#### Description of the task:
Copy the listing below in full and skip every picture.

#### Material for this exercise:

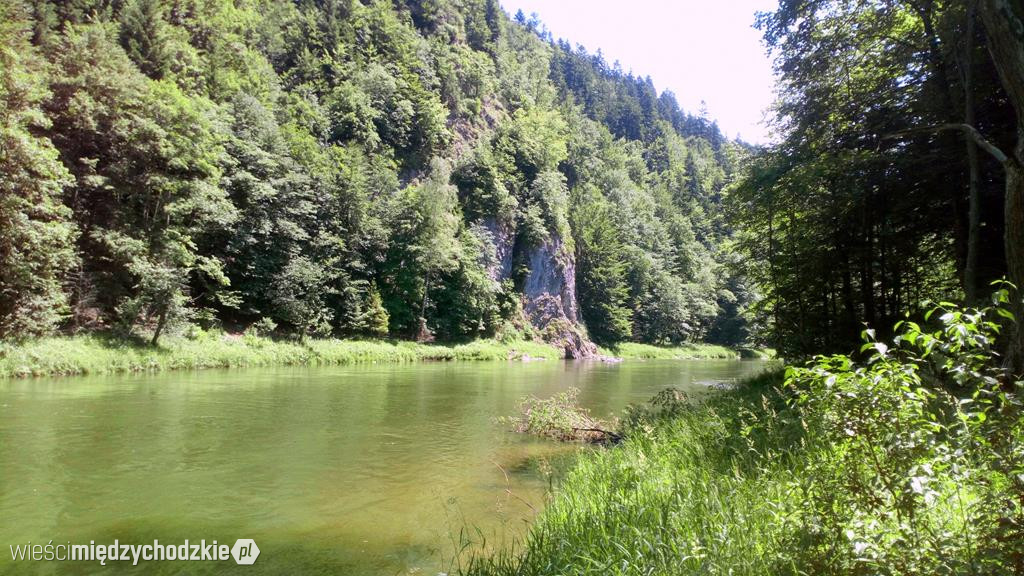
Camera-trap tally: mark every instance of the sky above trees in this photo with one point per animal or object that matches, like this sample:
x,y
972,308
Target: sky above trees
x,y
699,50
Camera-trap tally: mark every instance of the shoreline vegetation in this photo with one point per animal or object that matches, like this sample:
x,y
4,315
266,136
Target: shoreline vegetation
x,y
69,356
903,459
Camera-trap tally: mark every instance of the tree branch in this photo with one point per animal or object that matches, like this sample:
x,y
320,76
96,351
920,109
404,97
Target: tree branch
x,y
967,129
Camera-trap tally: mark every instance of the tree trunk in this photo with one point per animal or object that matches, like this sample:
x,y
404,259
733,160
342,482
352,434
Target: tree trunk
x,y
1005,26
974,211
161,323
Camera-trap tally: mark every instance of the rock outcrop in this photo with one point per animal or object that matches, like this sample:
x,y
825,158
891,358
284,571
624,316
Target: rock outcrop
x,y
549,291
551,298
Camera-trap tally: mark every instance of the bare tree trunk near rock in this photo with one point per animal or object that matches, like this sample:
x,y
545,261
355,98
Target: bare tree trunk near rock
x,y
1004,22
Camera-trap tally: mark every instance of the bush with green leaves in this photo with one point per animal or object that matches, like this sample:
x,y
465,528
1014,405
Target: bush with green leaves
x,y
916,455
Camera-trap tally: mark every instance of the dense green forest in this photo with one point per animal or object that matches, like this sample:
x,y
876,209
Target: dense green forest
x,y
416,169
896,177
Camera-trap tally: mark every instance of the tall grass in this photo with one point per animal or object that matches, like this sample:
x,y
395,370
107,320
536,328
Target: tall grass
x,y
96,355
684,497
908,460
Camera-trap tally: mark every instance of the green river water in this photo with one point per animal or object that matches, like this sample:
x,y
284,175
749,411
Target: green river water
x,y
349,470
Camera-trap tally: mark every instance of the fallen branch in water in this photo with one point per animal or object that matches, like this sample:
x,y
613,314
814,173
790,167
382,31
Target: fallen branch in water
x,y
614,437
561,418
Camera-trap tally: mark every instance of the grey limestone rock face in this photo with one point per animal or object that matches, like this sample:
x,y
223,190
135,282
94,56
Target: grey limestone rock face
x,y
551,298
549,292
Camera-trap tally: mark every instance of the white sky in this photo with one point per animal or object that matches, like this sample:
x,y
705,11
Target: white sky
x,y
699,49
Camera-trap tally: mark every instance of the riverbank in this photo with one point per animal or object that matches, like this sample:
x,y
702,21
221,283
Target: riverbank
x,y
844,468
96,355
684,497
635,351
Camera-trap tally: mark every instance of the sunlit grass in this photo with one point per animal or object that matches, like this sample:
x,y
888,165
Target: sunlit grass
x,y
94,355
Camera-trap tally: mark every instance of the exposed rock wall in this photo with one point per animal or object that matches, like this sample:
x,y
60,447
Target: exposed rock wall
x,y
549,291
551,298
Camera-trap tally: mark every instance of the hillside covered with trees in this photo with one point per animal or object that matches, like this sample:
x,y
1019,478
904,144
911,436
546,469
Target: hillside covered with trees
x,y
415,169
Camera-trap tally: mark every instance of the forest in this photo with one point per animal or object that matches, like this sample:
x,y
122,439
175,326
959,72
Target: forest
x,y
418,170
403,175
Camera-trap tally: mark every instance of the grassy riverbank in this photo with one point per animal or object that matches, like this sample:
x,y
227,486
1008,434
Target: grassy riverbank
x,y
94,355
899,463
97,355
635,351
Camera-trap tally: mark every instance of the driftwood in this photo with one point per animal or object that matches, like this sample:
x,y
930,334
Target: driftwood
x,y
611,436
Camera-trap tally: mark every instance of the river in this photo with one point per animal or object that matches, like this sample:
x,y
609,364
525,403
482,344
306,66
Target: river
x,y
349,470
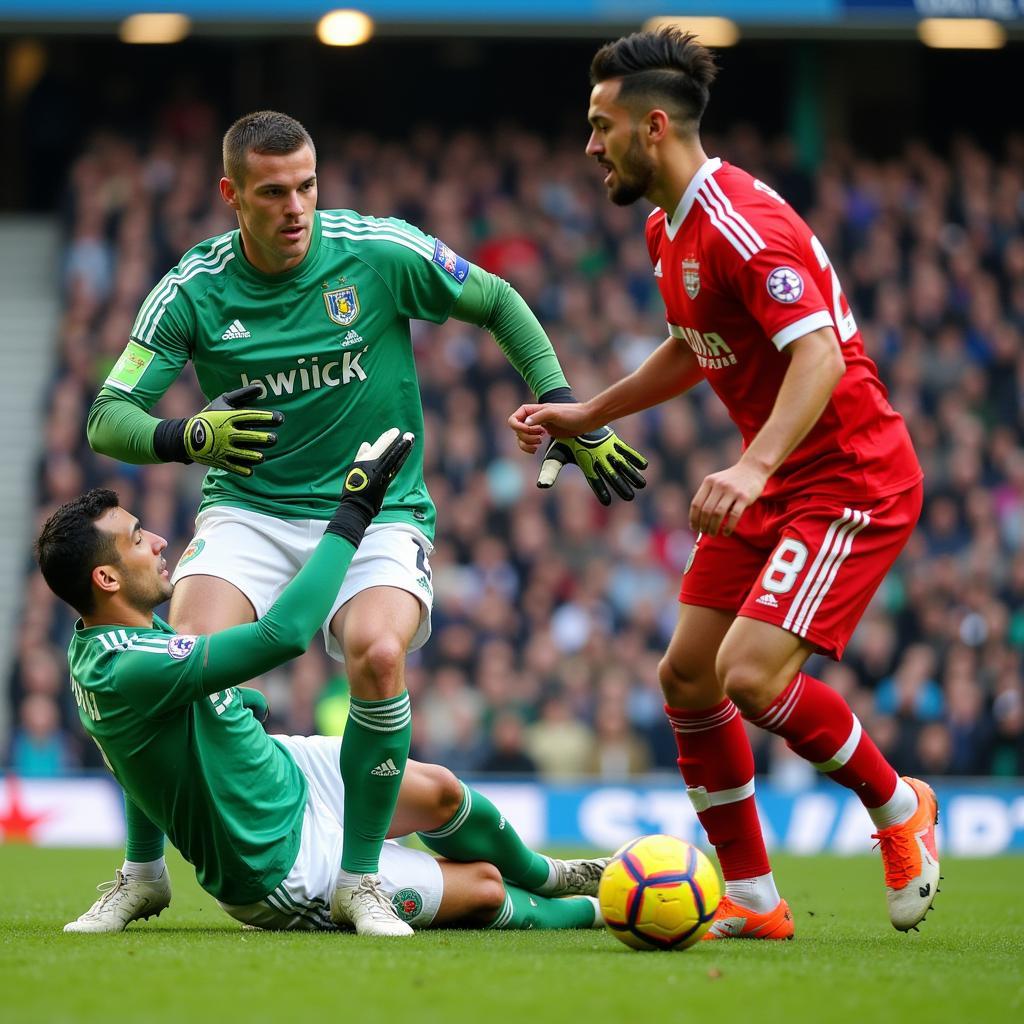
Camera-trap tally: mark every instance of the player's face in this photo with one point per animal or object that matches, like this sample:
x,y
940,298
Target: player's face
x,y
141,569
614,142
274,205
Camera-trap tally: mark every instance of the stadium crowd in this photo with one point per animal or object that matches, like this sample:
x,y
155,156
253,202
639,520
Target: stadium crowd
x,y
551,611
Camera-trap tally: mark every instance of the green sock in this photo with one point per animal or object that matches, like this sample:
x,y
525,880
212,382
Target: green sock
x,y
143,841
478,832
374,752
523,910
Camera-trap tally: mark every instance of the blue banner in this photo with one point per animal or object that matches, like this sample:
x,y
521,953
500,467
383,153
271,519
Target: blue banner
x,y
975,820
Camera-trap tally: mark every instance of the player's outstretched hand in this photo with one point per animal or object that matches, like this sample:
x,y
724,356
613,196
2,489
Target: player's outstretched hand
x,y
224,434
367,481
606,462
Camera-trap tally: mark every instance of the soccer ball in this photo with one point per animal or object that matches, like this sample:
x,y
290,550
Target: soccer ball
x,y
658,892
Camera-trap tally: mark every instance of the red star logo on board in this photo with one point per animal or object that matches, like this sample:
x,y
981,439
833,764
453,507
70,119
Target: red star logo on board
x,y
16,823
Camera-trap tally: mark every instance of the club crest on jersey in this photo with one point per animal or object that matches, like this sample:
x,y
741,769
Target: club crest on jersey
x,y
691,276
180,646
342,305
784,285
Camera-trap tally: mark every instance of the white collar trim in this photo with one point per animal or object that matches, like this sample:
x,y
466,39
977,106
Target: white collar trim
x,y
708,168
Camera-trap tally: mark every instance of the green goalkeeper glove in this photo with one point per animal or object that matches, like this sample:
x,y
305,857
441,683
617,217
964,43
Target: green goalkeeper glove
x,y
367,481
220,435
605,461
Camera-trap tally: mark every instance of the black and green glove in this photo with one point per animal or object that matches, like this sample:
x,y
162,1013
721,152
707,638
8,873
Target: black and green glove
x,y
604,458
221,435
606,461
367,481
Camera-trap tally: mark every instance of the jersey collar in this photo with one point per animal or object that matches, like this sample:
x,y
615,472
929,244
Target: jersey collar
x,y
673,224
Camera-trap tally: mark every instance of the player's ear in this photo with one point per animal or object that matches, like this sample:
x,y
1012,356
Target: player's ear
x,y
107,579
228,193
656,125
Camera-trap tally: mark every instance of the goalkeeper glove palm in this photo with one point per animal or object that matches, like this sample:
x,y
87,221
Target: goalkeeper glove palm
x,y
221,435
606,461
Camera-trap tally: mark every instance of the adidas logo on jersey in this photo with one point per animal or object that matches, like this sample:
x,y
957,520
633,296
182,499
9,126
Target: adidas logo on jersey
x,y
236,330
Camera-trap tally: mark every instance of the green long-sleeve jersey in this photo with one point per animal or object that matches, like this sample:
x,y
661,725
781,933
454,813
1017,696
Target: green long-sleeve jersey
x,y
329,345
164,711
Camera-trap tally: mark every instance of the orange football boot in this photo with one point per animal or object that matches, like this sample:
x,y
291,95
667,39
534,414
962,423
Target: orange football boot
x,y
735,922
910,860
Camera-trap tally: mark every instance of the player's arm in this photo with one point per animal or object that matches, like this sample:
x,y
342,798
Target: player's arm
x,y
158,681
607,463
668,372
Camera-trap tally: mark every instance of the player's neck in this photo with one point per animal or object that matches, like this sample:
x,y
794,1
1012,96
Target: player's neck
x,y
678,166
114,613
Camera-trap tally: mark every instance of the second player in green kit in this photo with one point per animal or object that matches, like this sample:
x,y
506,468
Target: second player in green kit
x,y
306,313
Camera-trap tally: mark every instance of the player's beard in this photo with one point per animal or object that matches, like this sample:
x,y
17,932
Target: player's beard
x,y
635,174
144,595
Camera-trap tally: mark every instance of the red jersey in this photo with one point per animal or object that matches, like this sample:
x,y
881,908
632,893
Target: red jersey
x,y
742,276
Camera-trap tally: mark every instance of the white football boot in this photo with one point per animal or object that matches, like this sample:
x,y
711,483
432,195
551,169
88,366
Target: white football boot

#### Exercise answer:
Camera-trap tally: mark every instance of the sky above trees in this photo with one point per animal or object that matches, like this sample:
x,y
972,308
Target: sky above trees
x,y
699,50
Camera-trap tally: mark every instance of the shoreline vegetation in this photo with one point per animal or object that matches, like this sample:
x,y
4,315
266,136
Target: shoreline vegetation
x,y
69,356
903,459
Camera-trap tally: mark every instance of the tree branch in this photo with one point per animal or object that matches, like this sample:
x,y
320,76
96,351
920,109
404,97
Target: tree branch
x,y
967,129
Camera-trap tally: mark every instance of the tree trunk in this photo with one point per animal or object that matches, like this sample:
x,y
404,259
733,160
342,482
352,434
Target: tree trunk
x,y
1005,26
974,211
161,323
Camera-trap tally: mark every instance of the rock outcrop in this photo with one point per animal or object that matches, like this sample:
x,y
825,158
891,358
284,571
624,316
Target: rock outcrop
x,y
549,291
551,298
Camera-trap tally: mark every instance of the bare tree trunk near rock in this photo with one point per animal or object that matches, like this sample:
x,y
545,261
355,98
Target: bare tree trunk near rock
x,y
1004,22
Camera-trap tally: mark every instance of the bush with green leaves in this photo with one point per animal or object that matches, like this sample:
x,y
465,528
1014,405
Target: bush with green leaves
x,y
916,455
Camera-trap tally: mark every instance of the dense green forest in this photo with one point per animal or object that matches, like this sample:
x,y
876,209
Target: dense green forest
x,y
416,169
896,177
Camera-trap tally: mark every instance of the tall grass in this photo with one point per animal or object that matches, like this sample:
x,y
395,370
107,320
536,328
Target: tall grass
x,y
96,355
684,497
908,460
Camera-trap tally: mark every instance of the green river water in this photo with one point per animal or object that matches, like this sample:
x,y
284,175
749,411
Target: green river water
x,y
349,470
Camera-trap tally: mark every instance of the fallen branch in water in this photo with one point per animal or object that matches, like this sample:
x,y
613,314
814,173
790,167
382,31
Target: fallen branch in water
x,y
614,437
561,418
Camera-trap tally: mark every instance of the grey limestone rock face in this photo with one point per animal or object that matches, like this sample:
x,y
223,190
135,282
94,56
Target: grey limestone rock face
x,y
551,298
549,292
Camera-trap tally: mark every instance of the white sky in this photo with one point per animal or object that matches, like this sample:
x,y
705,11
Target: white sky
x,y
699,49
Camera-trap tally: mark every instance of the riverbank in this photo with one point per animal or object that matches, like this sample:
x,y
702,21
221,283
Target: riverbank
x,y
844,468
96,355
684,497
635,351
Camera-trap tally: mark every instance of the sunlit grass in this photo with one point per animal or object that matches, like this sample:
x,y
888,165
Target: sunlit grass
x,y
94,355
Camera-trap tally: mark every instance of the exposed rock wall in this photo with one point per animal or object that matches, like this sample:
x,y
60,447
Target: exposed rock wall
x,y
549,291
551,298
Camera-trap tally: mark every instance of the hillside covered with trees in this photo with one point per animal or object that matches, like this sample:
x,y
1019,478
904,144
911,436
546,469
Target: hillside covered with trees
x,y
415,169
Camera-trap tally: mark every instance of the forest in this photo with one point per animal or object that matches, like this sample:
x,y
122,439
175,326
959,72
Target: forest
x,y
418,170
403,175
Camera-trap tally: mark every instance of the grassy riverbank in this photo with one point per animal or object that matches, like this sample:
x,y
227,486
1008,434
Target: grassy riverbank
x,y
94,355
899,463
97,355
635,351
Camera-trap tally: mark every instance of the driftwood in this photo with one point per animal or object that matches, like this sample:
x,y
930,334
Target: driftwood
x,y
611,436
Camera-trap tally: mark every instance of the river in this photo with one point per animal or object that matches, like this sample:
x,y
609,364
525,403
482,344
306,66
Target: river
x,y
349,470
Camera-trap tally: mark every instance of the player's face in this photo with one point per animal or object that matches, like this sample:
x,y
940,298
Target: player's face
x,y
141,569
614,142
274,205
Camera-trap tally: mark every instance of the stadium crowd in this photo with one point per animal or object that matches, like this sample:
x,y
155,156
253,202
639,520
Target: stadium crowd
x,y
551,611
Camera-trap tally: mark every instance of the green sock in this photo with one point per animal or object that matches, like this sample:
x,y
525,880
212,382
Target: green sock
x,y
143,841
478,832
374,752
523,910
Camera-trap tally: mark every instance of the blue banner in this photo with one point per animal or object that matches, like this sample:
x,y
521,953
500,467
383,153
271,519
Target: blue banner
x,y
975,820
Camera-trap tally: mark every instance of the player's outstretched hand in this photo with one point per animal or object that matches, like this sample:
x,y
724,356
613,196
2,489
Target: player's outstretched hand
x,y
224,434
367,481
606,462
Camera-trap tally: mark every instance of the soccer ball in this photo with one point per animal or object that matches, like this sample:
x,y
290,550
Target: soccer ball
x,y
658,892
Camera-trap tally: mark every instance of the red star logo on board in this photo with one point per animal or object that matches, like this sample:
x,y
981,439
833,764
453,507
70,119
Target: red star logo on board
x,y
16,823
Camera-trap tally: mark every instance of the club crest on jersey in this photo with one point per animal or object that matches, like this sample:
x,y
741,769
Target: club crest on jersey
x,y
691,276
180,646
342,305
784,285
Camera-trap tally: mark every instance of the white collar trim in this photo with one point per animal or object that matches, like this sample:
x,y
466,39
977,106
Target: white collar trim
x,y
708,168
Camera-trap tally: mark every instance of the green goalkeeper glove in this photo with one point per animal or object that matches, like this sample:
x,y
305,857
441,683
617,217
964,43
Target: green goalkeeper glove
x,y
367,481
220,435
605,461
Camera-trap tally: mark every instance of the black and green glove in this photo with one point per animal or object that matches, like this sample:
x,y
162,1013
721,152
707,638
8,873
Target: black and green glove
x,y
604,458
221,435
606,461
367,481
Camera-trap tally: mark every instance of the jersey collar in this photo with one point per animal or object that matches, like this sample:
x,y
615,472
929,244
Target: jersey collar
x,y
673,224
Camera-trap tally: mark every instance of the player's ear in this photo with one point per animal or object that matches, like this sample:
x,y
1012,356
Target: player's ear
x,y
107,579
228,193
656,125
Camera-trap tally: mark every instance of the goalkeeper glove palm in this photo with one point per animal or object that matches, like this sample:
x,y
87,221
Target: goalkeeper glove palm
x,y
221,435
606,461
Camera-trap tally: mark every instance of the adidas logo on jersey in this photo with one point per animal or object that matches, like this sample:
x,y
957,520
633,296
182,499
9,126
Target: adidas logo on jersey
x,y
236,330
Camera-trap tally: mark every instance of the green long-sleeve jersey in this photo with one point per animal or object that matches, like this sample:
x,y
661,725
781,933
454,813
1017,696
Target: green long-sleeve jersey
x,y
329,345
164,711
Camera-trap tally: mark every instance of the orange football boot in this photo with one point per animal or object that matches, like this sample:
x,y
291,95
667,39
534,414
962,423
Target: orange football boot
x,y
735,922
910,860
Camera-trap tally: mark every instance of the player's arm in this photo with one point per animal or object that matches, like this sample:
x,y
342,798
Target: player's arm
x,y
158,681
607,463
668,372
Camera-trap tally: mark every instance of the player's neck in this photo with one point per animal or object that matches, like this sample:
x,y
794,1
1012,96
Target: player's neck
x,y
678,166
114,613
Camera-trap tally: mark every instance of the second player in green kit in this photo with one point per animal or object that matches, like this sample:
x,y
506,468
Target: second player in green kit
x,y
306,313
Camera-trap tally: mark every instance of the player's beard in this photo with one point per animal or object that matches, like this sample:
x,y
17,932
Target: player's beard
x,y
635,174
144,595
Camera-trap tally: mark every instance of the red jersey in this photo with one point per animal or object that matches, like this sample:
x,y
881,908
632,893
Target: red jersey
x,y
742,276
Camera-trap tally: mark every instance of the white football boot in this photo with one point per animal or object that matches, like this sample:
x,y
711,483
432,195
551,169
88,366
Target: white football boot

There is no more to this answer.